DATA
+-------+

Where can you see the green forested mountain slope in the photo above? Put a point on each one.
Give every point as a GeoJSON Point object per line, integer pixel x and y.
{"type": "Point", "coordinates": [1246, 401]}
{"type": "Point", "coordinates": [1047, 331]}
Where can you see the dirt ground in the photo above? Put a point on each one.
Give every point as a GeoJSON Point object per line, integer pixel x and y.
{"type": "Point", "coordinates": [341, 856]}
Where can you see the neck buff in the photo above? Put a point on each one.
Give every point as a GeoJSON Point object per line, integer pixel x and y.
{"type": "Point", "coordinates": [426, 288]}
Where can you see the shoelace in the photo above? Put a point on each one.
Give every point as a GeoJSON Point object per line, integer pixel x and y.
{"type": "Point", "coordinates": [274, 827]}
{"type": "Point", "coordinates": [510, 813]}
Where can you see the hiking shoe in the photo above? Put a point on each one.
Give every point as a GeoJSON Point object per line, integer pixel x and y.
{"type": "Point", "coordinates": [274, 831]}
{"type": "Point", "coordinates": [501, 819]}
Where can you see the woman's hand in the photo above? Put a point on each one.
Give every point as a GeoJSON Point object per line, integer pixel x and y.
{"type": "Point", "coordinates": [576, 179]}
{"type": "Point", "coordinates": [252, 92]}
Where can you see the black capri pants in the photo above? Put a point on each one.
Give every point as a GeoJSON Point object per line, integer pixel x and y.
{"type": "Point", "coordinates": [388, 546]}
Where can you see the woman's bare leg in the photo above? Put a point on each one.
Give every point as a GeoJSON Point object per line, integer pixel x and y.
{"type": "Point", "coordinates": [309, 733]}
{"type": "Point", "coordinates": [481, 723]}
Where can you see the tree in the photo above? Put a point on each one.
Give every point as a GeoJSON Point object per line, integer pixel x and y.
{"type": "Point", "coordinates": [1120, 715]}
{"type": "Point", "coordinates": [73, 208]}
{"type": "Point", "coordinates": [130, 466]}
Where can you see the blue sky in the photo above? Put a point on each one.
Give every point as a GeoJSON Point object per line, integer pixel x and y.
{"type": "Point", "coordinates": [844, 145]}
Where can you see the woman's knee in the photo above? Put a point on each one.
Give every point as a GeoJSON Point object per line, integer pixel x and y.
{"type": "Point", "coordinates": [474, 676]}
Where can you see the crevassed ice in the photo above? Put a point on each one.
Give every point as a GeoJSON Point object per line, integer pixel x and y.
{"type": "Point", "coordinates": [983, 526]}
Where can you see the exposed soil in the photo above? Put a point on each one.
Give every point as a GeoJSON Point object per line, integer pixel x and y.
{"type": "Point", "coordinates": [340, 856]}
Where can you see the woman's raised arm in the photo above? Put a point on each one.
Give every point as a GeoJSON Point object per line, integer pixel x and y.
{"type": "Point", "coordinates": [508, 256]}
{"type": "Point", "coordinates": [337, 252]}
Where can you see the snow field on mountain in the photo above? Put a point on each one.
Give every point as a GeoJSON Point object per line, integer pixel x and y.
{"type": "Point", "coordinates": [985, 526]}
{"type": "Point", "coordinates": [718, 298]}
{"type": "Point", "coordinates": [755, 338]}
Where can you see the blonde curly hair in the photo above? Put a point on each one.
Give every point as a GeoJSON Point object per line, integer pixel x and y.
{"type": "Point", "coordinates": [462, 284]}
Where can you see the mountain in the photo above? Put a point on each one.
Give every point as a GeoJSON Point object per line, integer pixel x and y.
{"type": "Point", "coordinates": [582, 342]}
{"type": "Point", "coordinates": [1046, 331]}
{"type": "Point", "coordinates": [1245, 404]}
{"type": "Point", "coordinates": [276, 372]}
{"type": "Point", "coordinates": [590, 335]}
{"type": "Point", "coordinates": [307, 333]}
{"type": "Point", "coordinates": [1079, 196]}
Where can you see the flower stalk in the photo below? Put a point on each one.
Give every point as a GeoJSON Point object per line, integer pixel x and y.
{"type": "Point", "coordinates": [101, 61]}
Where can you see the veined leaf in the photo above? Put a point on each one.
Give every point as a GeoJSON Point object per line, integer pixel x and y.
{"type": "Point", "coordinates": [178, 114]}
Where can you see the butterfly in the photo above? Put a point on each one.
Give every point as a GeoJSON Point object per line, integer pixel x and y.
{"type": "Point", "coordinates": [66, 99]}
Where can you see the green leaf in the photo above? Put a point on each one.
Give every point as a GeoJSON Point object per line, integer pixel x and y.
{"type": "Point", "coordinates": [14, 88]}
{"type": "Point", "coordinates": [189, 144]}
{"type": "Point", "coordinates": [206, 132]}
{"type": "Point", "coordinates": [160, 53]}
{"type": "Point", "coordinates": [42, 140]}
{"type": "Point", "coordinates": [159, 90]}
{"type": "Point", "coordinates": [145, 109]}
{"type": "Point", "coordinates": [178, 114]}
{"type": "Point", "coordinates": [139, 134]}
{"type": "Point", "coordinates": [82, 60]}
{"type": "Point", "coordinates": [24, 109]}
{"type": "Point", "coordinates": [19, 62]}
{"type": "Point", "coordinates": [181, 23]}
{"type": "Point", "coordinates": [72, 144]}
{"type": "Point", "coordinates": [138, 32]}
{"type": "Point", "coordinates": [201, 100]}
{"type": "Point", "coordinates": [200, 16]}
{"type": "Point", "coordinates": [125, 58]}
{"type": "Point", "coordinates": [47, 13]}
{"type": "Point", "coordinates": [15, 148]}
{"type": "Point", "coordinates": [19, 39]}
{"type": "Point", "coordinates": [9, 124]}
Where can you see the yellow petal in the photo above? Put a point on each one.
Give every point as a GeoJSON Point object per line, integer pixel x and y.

+-------+

Write all of the records out again exactly.

TASK ANSWER
Where can you see the green forested mountain slope in the photo above? Put a point on each one.
Give every point as a GeoJSON Point object per line, integer pixel x and y.
{"type": "Point", "coordinates": [1246, 401]}
{"type": "Point", "coordinates": [1047, 331]}
Where can you see the dirt ground in the photo above? Put a point on each one.
Give every point as a GeoJSON Point object per line, integer pixel x and y.
{"type": "Point", "coordinates": [341, 856]}
Where can you see the neck buff in the photo above? Put a point on each one.
Give every point as a GeoJSON Point object per line, integer pixel x and y.
{"type": "Point", "coordinates": [426, 288]}
Where can you see the shoelace in the photo above? Put a point on each one.
Give every point as a GeoJSON Point object per line, integer pixel x and y.
{"type": "Point", "coordinates": [274, 827]}
{"type": "Point", "coordinates": [510, 813]}
Where can you see the hiking shoe in the photo above? Put a point on each one.
Give every point as a GeoJSON Point object per line, integer pixel x and y.
{"type": "Point", "coordinates": [274, 831]}
{"type": "Point", "coordinates": [501, 819]}
Where can you see the woman's hand in the photo above? Put a point on each one.
Give every point as a GeoJSON Point object per line, integer pixel x and y.
{"type": "Point", "coordinates": [576, 179]}
{"type": "Point", "coordinates": [252, 92]}
Where can you see the black capri pants in the photo above? Put a point on each one.
Give every point as a GeoJSON Point object per line, integer pixel x and y.
{"type": "Point", "coordinates": [388, 546]}
Where can you see the woman's bare leg in the photo above? Put a point on each one.
Give every point as a GeoJSON Point object per line, integer pixel x and y.
{"type": "Point", "coordinates": [309, 733]}
{"type": "Point", "coordinates": [481, 723]}
Where can you see the tree in the photo above? Put a point on each one.
Give every point as a GeoJSON Point object per line, integer pixel x and y.
{"type": "Point", "coordinates": [1120, 715]}
{"type": "Point", "coordinates": [73, 208]}
{"type": "Point", "coordinates": [130, 466]}
Where can you see the blue sky in the photo above? Put a point on each one.
Give every point as a GeoJSON Point object per line, integer pixel x and y.
{"type": "Point", "coordinates": [844, 145]}
Where can you see the woman's knee in the photo above? Put a point on each one.
Give every point as a GeoJSON Point object per line, integer pixel x and y.
{"type": "Point", "coordinates": [474, 676]}
Where can you see the crevassed ice in the photo above? Put a point on each one.
Give every point as a GeoJSON Point object per line, integer pixel x and y.
{"type": "Point", "coordinates": [983, 526]}
Where can you see the exposed soil in the photo above? Put a point on each one.
Give every point as a GeoJSON Point object per line, integer pixel x and y.
{"type": "Point", "coordinates": [340, 856]}
Where can you see the woman's raised arm in the photo above? Put a point on each one.
Give every point as a GeoJSON Point object per line, integer pixel x and y.
{"type": "Point", "coordinates": [508, 256]}
{"type": "Point", "coordinates": [337, 252]}
Where can you see the snow field on mountain in the photo above? Put a point on each one.
Give every point as a GeoJSON Point object per line, integer pixel x and y.
{"type": "Point", "coordinates": [985, 526]}
{"type": "Point", "coordinates": [718, 298]}
{"type": "Point", "coordinates": [755, 338]}
Where can you see the blonde curly hair in the photo above? Put a point on each one.
Give every point as a GeoJSON Point object per line, integer pixel x and y.
{"type": "Point", "coordinates": [462, 284]}
Where can you see the mountain in the photo above? Put a point on each one.
Give every point as a GeoJSON Point object per line, integer pixel x and y.
{"type": "Point", "coordinates": [582, 342]}
{"type": "Point", "coordinates": [1046, 331]}
{"type": "Point", "coordinates": [1245, 404]}
{"type": "Point", "coordinates": [276, 372]}
{"type": "Point", "coordinates": [590, 335]}
{"type": "Point", "coordinates": [307, 333]}
{"type": "Point", "coordinates": [1079, 196]}
Where can you see the flower stalk in the photo below? Put a point on each one.
Give every point as a GeoJSON Point object per line, integer pixel x and y.
{"type": "Point", "coordinates": [101, 61]}
Where can you see the veined leaf in the photo above? Put a point on each one.
Give every point as a GeoJSON Point object per line, integer pixel x and y.
{"type": "Point", "coordinates": [178, 114]}
Where can you see the butterfly in the photo above? Put a point on each one.
Give every point as a GeoJSON Point object per line, integer pixel x and y.
{"type": "Point", "coordinates": [66, 99]}
Where can you see the green leaf in the photo above? Put a point on each one.
Give every point as a GeoJSON Point object per line, integer pixel x and y.
{"type": "Point", "coordinates": [14, 88]}
{"type": "Point", "coordinates": [189, 144]}
{"type": "Point", "coordinates": [206, 132]}
{"type": "Point", "coordinates": [160, 53]}
{"type": "Point", "coordinates": [42, 140]}
{"type": "Point", "coordinates": [159, 90]}
{"type": "Point", "coordinates": [145, 109]}
{"type": "Point", "coordinates": [178, 114]}
{"type": "Point", "coordinates": [139, 134]}
{"type": "Point", "coordinates": [82, 60]}
{"type": "Point", "coordinates": [24, 109]}
{"type": "Point", "coordinates": [19, 62]}
{"type": "Point", "coordinates": [181, 23]}
{"type": "Point", "coordinates": [72, 144]}
{"type": "Point", "coordinates": [138, 32]}
{"type": "Point", "coordinates": [201, 100]}
{"type": "Point", "coordinates": [200, 16]}
{"type": "Point", "coordinates": [125, 58]}
{"type": "Point", "coordinates": [47, 13]}
{"type": "Point", "coordinates": [15, 148]}
{"type": "Point", "coordinates": [19, 39]}
{"type": "Point", "coordinates": [9, 124]}
Where can you see the yellow petal in the photo above? Put a point on each one.
Give every point as a GeoJSON Point object per line, integer pixel x and y.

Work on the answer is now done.